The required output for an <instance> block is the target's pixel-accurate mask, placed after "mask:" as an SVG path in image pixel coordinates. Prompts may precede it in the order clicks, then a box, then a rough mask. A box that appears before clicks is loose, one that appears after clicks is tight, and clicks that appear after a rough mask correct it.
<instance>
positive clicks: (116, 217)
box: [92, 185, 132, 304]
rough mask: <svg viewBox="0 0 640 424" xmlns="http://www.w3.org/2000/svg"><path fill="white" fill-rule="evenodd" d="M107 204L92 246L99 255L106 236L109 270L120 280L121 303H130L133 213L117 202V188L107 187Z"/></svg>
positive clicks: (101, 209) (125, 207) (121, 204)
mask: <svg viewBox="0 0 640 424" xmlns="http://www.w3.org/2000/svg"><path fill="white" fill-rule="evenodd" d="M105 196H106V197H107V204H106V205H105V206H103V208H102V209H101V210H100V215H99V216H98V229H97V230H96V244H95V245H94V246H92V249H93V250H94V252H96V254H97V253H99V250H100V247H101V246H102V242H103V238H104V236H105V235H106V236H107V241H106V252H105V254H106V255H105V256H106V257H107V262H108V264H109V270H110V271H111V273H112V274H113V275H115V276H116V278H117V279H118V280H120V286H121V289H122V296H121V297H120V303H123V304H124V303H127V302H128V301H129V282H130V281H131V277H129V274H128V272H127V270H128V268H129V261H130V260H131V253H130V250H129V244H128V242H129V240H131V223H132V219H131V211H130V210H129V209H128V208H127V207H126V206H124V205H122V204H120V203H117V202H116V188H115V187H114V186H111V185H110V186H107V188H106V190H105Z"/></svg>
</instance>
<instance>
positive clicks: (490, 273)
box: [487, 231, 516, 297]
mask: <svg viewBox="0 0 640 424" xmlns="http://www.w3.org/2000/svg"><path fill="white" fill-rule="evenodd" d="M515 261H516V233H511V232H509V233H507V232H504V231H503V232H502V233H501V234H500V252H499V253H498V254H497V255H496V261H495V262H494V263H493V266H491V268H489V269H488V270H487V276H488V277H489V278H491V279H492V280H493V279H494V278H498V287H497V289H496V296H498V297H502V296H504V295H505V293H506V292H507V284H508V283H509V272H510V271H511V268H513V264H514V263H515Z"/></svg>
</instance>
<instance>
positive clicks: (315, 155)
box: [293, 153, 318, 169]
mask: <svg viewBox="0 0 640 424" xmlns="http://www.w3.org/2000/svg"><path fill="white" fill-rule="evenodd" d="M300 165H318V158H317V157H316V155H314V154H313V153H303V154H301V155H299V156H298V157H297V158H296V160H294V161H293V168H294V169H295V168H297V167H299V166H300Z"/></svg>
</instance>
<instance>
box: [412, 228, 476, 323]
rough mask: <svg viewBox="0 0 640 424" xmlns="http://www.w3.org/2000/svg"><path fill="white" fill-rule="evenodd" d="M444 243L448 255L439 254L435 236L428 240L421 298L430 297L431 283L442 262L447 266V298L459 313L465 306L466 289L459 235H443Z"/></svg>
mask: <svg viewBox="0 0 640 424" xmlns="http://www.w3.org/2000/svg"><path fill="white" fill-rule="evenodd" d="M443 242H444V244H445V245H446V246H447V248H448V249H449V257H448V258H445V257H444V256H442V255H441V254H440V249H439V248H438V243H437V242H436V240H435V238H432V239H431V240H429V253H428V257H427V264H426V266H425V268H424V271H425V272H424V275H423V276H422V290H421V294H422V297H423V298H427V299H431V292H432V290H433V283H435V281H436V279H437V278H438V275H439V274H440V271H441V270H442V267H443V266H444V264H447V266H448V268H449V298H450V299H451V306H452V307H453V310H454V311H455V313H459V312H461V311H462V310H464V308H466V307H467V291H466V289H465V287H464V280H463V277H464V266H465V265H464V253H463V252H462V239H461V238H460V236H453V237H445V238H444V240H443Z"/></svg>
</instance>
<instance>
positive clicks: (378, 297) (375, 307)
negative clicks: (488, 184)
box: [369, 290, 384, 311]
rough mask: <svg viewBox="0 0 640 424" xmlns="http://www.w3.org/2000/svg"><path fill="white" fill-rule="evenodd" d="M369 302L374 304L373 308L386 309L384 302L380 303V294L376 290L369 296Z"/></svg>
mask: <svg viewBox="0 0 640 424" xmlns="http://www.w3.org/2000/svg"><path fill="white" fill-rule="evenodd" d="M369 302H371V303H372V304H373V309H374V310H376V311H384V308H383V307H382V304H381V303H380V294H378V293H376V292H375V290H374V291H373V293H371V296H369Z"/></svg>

==

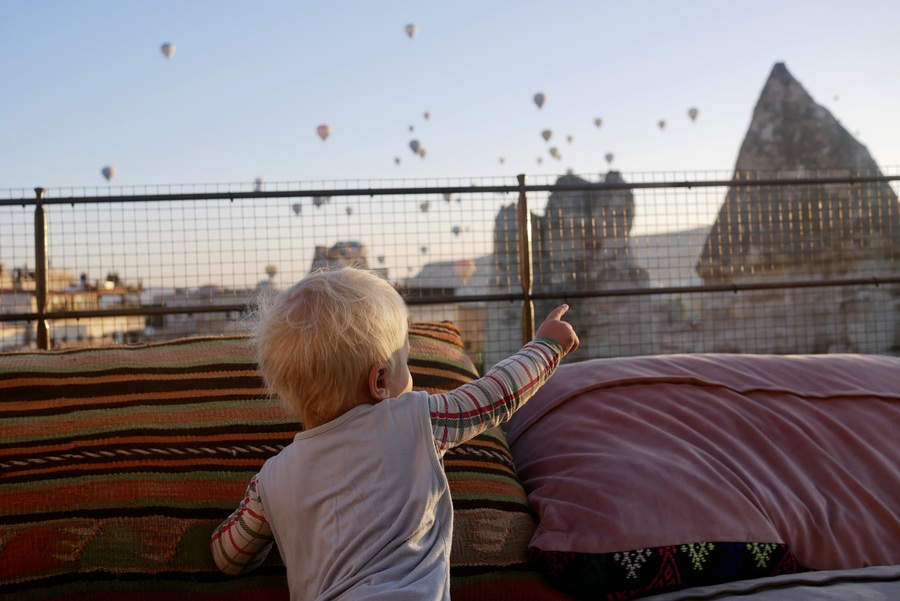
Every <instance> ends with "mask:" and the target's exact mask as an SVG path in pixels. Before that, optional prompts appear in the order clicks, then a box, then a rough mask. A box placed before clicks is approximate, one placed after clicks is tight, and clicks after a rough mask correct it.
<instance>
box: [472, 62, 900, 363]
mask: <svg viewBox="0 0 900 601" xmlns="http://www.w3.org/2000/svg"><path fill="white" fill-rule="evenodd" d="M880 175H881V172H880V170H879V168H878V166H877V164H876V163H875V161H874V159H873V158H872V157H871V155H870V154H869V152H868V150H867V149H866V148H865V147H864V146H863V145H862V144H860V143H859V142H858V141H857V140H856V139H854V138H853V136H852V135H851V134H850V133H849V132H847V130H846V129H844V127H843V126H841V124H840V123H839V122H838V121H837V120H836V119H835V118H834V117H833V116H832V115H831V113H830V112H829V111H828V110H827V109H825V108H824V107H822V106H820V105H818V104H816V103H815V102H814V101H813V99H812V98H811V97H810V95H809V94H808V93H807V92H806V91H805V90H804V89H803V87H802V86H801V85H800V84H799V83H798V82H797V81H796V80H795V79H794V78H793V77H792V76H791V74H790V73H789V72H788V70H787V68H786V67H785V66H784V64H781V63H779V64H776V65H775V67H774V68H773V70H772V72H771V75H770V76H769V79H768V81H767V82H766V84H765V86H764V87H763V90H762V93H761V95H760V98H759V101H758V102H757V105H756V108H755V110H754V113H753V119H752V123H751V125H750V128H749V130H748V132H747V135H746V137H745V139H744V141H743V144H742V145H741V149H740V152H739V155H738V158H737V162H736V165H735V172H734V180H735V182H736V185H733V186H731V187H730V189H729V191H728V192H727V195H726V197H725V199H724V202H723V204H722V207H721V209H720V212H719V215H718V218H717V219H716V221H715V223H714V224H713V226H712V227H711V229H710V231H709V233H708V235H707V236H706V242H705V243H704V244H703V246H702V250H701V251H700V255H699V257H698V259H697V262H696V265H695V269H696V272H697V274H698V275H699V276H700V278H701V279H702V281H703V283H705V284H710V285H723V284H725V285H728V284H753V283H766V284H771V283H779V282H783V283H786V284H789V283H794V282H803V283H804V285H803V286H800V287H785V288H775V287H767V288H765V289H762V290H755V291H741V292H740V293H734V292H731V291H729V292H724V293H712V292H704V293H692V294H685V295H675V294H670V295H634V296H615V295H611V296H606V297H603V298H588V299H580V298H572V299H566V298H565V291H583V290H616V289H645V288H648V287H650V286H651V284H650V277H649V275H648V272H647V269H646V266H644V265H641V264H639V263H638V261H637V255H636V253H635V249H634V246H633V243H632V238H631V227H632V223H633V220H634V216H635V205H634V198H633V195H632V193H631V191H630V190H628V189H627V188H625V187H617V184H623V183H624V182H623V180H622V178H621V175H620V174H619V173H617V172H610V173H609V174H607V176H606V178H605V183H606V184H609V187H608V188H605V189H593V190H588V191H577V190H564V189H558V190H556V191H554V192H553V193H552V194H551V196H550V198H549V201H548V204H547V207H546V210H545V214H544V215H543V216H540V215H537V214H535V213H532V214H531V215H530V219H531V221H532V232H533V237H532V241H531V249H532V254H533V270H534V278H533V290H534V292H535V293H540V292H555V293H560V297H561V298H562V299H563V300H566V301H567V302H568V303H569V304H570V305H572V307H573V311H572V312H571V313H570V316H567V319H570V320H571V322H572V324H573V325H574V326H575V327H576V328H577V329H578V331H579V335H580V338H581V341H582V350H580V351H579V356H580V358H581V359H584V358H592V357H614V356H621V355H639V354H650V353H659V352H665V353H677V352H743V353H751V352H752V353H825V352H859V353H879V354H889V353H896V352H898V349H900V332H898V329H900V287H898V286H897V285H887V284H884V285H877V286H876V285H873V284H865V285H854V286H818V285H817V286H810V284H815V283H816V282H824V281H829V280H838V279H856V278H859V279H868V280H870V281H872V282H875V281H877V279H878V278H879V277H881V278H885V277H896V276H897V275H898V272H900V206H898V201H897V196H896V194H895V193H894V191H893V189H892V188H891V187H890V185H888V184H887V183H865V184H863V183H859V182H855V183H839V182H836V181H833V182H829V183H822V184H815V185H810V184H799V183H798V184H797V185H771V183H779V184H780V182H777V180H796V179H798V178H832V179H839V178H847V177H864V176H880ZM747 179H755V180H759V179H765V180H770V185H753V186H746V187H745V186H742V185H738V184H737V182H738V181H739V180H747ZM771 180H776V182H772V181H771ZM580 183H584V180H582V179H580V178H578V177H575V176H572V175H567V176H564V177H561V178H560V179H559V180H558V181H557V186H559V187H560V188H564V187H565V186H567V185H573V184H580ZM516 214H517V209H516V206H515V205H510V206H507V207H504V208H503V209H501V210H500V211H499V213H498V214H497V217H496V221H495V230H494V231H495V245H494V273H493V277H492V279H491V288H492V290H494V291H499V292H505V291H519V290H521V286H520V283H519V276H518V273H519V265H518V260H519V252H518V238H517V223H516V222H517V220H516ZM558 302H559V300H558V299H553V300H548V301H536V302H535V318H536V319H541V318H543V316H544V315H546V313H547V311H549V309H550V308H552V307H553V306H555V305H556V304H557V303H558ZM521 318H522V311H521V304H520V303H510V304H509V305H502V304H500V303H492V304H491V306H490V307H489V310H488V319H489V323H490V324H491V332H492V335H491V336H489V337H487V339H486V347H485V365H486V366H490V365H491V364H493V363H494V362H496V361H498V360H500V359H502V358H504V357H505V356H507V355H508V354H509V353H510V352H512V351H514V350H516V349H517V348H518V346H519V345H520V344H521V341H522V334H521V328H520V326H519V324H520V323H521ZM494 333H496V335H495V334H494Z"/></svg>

* * *

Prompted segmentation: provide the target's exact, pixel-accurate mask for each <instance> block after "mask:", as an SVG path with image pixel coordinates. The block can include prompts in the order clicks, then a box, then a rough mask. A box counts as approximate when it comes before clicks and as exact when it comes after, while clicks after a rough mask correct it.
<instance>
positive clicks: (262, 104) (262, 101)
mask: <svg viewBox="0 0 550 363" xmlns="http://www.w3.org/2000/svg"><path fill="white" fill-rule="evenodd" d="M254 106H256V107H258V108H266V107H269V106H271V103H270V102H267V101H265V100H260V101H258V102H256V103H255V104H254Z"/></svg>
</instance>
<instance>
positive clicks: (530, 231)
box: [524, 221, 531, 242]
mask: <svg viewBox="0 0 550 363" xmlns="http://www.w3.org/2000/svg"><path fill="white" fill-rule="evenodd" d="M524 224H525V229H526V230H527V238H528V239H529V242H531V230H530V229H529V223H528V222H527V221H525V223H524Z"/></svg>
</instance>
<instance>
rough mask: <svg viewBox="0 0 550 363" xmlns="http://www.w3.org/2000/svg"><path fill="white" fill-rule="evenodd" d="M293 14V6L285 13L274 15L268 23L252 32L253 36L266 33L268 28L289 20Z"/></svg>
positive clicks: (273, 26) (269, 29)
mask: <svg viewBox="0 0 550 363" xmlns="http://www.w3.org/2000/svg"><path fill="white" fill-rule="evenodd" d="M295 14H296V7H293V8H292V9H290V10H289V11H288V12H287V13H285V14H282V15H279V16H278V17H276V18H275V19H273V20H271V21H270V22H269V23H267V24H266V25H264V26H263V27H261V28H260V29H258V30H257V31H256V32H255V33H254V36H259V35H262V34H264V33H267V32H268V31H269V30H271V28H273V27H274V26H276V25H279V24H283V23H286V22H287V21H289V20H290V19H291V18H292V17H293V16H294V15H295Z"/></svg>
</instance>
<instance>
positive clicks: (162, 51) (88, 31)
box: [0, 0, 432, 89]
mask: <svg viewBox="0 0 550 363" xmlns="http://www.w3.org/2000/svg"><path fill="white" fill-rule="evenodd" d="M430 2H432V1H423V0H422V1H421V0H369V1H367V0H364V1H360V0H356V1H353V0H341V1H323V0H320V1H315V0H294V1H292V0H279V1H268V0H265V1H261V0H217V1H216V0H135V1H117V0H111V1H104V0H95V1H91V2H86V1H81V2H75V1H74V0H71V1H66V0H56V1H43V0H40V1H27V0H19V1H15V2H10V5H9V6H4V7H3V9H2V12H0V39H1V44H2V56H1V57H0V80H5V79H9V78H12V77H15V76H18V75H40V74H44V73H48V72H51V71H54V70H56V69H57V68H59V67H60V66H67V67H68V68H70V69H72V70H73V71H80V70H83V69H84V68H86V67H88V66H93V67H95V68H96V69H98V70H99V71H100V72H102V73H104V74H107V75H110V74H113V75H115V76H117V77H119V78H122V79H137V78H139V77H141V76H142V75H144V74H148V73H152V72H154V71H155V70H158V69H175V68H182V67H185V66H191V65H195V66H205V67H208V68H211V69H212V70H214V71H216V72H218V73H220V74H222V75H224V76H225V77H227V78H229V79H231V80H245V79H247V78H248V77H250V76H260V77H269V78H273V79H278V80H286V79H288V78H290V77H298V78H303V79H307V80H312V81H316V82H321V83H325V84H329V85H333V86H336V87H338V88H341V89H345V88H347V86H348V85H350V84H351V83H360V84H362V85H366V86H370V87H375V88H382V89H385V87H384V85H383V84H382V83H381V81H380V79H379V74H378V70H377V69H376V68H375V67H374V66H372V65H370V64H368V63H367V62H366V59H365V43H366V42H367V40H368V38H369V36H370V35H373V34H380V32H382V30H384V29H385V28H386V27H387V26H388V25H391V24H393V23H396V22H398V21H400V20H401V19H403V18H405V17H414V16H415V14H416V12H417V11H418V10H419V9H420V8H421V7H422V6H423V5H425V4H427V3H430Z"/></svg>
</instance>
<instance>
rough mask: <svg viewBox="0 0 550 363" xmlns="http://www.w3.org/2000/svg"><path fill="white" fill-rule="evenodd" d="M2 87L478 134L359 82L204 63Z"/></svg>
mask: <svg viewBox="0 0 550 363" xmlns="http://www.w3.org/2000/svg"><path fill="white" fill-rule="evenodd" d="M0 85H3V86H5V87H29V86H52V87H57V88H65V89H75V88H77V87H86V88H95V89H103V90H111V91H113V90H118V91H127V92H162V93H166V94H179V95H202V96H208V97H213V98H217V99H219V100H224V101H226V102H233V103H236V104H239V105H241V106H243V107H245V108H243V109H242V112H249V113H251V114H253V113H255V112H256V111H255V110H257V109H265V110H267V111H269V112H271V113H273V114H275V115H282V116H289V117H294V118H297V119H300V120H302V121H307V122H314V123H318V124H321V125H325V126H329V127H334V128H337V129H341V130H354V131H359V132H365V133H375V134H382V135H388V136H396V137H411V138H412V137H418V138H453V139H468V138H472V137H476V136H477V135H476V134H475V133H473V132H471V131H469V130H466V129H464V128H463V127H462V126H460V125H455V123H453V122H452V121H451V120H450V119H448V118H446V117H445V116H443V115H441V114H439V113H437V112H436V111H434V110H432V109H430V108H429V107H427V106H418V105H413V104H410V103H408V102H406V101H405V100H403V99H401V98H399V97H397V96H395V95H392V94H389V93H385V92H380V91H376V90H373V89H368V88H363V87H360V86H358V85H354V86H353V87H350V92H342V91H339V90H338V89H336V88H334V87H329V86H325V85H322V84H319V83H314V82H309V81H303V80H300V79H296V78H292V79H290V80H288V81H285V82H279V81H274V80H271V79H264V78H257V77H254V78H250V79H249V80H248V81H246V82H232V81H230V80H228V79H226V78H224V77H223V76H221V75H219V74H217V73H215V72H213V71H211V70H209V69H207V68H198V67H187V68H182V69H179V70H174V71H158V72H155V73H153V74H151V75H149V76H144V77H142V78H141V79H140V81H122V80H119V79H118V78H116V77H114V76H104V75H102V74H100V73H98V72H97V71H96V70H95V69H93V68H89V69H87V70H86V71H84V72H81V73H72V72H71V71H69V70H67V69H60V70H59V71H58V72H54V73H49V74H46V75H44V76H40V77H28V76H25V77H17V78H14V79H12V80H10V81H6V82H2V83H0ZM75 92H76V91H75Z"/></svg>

[THE TASK] Rewrite the material from the line containing "Every <instance> ends" through the line containing "box: [472, 62, 900, 363]" as a JSON list of strings, one string per line. Include both of those lines and skip any blank lines.

[ANSWER BOX]
[
  "Every <instance> ends with \"mask:\" and the target's exact mask as an SVG path in pixels. Before that, optional prompts appear in the order clicks, then a box, then a rough mask. A box placed before clicks is approximate, one placed after clicks is tight, and clicks after a rough mask correct it.",
  "<instance>",
  "box: [472, 62, 900, 363]"
]